Start of Information shown

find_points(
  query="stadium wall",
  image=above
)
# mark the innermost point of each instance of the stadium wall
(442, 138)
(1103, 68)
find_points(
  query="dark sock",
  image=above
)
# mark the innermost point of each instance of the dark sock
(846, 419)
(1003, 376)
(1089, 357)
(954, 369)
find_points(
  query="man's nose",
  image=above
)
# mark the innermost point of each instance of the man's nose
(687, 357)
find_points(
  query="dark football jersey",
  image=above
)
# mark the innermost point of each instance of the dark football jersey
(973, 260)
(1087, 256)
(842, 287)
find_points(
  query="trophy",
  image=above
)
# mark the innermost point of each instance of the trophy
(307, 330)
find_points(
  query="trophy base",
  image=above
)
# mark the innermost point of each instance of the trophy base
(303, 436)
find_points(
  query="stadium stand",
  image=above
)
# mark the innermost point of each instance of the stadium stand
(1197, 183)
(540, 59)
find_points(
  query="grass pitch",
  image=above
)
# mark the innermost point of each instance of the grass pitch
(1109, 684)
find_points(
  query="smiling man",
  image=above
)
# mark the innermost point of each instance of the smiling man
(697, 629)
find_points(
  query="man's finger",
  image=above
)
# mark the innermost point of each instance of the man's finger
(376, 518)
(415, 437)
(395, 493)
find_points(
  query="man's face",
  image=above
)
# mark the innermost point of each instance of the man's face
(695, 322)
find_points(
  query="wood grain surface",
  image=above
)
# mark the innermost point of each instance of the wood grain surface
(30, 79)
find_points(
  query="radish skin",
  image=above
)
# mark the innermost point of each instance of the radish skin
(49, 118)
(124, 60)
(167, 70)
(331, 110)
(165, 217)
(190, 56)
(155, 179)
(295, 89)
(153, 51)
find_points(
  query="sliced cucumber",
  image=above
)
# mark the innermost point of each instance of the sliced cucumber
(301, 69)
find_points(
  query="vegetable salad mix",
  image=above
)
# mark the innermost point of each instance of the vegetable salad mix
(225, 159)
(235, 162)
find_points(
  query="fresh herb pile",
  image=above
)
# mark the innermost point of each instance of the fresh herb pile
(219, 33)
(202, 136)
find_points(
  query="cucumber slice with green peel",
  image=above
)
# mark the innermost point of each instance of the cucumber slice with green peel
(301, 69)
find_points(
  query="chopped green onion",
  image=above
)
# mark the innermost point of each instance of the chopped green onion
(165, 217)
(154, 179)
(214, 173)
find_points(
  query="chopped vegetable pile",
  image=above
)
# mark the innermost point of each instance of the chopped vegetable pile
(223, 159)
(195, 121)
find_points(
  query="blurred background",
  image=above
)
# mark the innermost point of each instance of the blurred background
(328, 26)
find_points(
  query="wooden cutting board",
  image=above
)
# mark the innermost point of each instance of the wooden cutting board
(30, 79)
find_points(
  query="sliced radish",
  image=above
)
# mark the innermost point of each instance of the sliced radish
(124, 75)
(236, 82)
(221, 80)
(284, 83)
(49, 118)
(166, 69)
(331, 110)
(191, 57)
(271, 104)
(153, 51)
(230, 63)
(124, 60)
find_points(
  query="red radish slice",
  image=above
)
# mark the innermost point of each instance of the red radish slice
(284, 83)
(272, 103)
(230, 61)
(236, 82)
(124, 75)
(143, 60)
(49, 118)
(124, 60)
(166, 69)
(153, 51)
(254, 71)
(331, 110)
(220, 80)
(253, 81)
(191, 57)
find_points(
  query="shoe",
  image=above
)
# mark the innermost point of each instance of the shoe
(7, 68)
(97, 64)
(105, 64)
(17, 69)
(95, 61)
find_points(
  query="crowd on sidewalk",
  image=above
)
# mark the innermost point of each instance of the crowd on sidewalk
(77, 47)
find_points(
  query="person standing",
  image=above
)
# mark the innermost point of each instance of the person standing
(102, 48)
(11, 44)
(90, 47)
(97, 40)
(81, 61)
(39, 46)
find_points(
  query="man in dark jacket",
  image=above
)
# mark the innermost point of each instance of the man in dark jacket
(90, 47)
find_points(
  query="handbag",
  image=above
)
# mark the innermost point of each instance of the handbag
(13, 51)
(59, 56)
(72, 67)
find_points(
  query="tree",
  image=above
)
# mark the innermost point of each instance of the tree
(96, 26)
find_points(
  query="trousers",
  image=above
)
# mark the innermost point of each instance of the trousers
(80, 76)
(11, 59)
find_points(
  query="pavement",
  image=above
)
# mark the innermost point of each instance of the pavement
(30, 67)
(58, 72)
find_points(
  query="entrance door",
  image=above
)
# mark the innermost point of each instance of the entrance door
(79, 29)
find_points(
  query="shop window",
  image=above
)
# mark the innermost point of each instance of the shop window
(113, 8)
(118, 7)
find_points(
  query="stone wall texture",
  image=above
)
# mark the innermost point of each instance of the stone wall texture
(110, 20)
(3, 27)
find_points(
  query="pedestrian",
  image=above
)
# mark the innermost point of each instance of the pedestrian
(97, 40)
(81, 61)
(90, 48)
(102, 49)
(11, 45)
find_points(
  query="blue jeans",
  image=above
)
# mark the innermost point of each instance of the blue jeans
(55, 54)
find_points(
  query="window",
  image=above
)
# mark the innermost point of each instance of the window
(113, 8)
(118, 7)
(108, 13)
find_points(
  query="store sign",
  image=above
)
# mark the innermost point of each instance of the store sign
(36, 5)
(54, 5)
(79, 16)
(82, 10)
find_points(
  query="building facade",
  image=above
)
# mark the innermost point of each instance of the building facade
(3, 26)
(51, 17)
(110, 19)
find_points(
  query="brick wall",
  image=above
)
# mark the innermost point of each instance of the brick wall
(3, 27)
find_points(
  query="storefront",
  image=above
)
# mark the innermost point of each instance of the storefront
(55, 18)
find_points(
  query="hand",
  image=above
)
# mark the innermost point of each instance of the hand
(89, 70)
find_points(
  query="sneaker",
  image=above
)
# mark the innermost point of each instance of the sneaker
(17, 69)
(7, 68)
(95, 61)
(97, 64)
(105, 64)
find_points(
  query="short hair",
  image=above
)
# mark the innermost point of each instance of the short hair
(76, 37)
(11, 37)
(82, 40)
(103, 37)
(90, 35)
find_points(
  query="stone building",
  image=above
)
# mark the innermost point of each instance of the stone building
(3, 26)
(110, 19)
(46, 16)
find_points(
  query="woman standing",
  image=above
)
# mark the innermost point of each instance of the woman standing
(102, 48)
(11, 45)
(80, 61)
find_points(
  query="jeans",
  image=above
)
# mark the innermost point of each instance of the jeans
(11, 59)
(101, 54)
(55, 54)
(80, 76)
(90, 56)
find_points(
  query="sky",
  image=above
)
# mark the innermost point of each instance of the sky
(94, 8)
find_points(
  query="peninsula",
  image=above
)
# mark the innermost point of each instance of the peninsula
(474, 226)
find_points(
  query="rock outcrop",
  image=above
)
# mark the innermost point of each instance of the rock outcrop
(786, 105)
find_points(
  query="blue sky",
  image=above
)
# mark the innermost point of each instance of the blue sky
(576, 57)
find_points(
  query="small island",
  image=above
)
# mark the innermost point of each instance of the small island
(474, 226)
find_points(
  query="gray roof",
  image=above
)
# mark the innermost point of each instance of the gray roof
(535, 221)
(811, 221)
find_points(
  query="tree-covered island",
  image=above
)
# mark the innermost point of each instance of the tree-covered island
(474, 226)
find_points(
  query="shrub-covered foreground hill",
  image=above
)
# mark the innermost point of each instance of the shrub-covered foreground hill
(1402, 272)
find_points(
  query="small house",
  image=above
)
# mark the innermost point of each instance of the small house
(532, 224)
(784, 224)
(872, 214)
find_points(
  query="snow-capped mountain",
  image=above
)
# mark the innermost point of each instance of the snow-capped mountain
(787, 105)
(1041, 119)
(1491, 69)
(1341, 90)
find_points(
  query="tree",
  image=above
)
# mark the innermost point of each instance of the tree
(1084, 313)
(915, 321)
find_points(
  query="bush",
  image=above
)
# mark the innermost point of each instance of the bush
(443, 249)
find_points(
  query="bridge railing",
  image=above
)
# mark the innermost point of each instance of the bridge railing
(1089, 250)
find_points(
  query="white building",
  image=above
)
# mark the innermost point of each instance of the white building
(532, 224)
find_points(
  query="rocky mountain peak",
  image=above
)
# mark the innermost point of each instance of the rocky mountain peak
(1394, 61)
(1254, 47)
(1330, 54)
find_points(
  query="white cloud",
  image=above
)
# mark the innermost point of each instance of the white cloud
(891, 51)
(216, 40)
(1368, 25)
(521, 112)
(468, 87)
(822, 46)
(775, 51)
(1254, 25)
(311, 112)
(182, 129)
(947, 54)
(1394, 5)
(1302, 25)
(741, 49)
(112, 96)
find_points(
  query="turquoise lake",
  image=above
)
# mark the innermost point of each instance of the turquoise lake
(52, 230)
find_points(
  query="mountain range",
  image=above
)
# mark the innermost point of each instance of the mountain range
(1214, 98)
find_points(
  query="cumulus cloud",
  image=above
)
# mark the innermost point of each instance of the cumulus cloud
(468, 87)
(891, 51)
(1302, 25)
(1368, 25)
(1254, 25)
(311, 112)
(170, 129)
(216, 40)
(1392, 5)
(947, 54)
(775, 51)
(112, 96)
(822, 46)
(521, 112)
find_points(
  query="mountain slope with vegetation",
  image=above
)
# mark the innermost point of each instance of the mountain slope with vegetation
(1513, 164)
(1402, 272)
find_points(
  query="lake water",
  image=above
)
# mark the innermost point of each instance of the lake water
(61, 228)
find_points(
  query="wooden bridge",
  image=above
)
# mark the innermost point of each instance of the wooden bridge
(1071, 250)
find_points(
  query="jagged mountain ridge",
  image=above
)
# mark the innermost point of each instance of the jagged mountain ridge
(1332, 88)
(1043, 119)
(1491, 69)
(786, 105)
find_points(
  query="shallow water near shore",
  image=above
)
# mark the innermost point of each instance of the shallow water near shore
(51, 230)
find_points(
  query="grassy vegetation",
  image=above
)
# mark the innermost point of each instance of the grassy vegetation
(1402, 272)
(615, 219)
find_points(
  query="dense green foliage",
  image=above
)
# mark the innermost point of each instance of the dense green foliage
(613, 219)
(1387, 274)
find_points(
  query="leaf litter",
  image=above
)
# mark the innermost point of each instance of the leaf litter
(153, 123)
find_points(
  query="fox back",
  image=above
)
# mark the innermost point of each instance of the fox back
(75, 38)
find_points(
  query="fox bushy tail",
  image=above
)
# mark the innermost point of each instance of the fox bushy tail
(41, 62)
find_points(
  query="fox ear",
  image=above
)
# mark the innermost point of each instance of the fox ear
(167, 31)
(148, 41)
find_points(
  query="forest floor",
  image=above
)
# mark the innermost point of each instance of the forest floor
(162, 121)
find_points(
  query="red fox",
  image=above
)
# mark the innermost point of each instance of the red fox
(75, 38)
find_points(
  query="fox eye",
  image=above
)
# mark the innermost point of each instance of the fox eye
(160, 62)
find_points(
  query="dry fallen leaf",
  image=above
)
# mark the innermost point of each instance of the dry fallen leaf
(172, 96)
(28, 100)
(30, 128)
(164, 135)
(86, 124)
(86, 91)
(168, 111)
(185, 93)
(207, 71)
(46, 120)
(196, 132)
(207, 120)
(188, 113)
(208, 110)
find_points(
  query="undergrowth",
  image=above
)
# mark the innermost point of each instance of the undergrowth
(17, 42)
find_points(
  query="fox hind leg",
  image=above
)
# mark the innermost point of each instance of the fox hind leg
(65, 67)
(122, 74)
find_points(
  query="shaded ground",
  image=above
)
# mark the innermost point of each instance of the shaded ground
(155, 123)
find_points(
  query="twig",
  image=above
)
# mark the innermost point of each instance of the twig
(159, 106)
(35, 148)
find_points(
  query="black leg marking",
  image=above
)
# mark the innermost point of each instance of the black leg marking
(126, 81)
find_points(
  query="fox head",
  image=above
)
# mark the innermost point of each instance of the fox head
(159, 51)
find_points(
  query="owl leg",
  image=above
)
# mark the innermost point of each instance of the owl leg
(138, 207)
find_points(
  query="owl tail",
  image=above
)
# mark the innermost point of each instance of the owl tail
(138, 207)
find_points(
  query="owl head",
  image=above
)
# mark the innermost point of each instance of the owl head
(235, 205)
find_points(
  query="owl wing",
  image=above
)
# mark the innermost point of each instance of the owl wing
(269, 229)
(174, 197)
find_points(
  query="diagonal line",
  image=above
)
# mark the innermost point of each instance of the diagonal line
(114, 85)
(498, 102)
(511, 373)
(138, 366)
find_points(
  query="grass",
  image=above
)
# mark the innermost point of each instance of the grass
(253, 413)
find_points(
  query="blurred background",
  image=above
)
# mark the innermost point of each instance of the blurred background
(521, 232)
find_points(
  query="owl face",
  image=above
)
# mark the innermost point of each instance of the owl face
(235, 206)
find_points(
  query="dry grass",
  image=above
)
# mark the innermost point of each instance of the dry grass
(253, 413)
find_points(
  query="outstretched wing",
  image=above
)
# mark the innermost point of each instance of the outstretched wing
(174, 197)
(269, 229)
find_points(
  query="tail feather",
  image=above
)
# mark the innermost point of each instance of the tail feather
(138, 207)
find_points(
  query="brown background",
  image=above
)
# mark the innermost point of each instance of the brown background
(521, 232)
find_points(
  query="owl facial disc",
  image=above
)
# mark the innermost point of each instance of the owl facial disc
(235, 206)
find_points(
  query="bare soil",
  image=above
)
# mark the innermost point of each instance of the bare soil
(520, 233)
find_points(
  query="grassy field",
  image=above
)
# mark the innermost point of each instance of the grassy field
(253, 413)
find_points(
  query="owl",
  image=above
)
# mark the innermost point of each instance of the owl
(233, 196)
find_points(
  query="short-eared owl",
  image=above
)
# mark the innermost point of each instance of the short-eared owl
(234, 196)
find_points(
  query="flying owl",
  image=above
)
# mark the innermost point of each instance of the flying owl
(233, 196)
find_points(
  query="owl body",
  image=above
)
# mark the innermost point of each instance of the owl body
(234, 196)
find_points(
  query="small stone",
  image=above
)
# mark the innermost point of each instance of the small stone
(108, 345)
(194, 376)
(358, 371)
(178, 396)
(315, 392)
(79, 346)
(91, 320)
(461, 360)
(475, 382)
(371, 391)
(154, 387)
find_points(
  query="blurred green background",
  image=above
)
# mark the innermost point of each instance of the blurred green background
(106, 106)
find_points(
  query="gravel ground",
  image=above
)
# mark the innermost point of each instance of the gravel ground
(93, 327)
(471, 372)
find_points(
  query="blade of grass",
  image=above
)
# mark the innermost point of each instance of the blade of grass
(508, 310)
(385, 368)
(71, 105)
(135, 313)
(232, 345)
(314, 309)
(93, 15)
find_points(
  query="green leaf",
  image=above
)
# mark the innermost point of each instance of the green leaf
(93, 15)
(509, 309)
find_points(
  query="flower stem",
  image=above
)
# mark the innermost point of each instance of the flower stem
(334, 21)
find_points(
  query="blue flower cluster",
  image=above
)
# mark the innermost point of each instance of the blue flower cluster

End of Information shown

=== Task ===
Only lines holding the word "cluster" are wanted; copy each one from the listing.

=== Solved problem ===
  query="blue flower cluster",
# mark the innermost point of each instance of the blue flower cluster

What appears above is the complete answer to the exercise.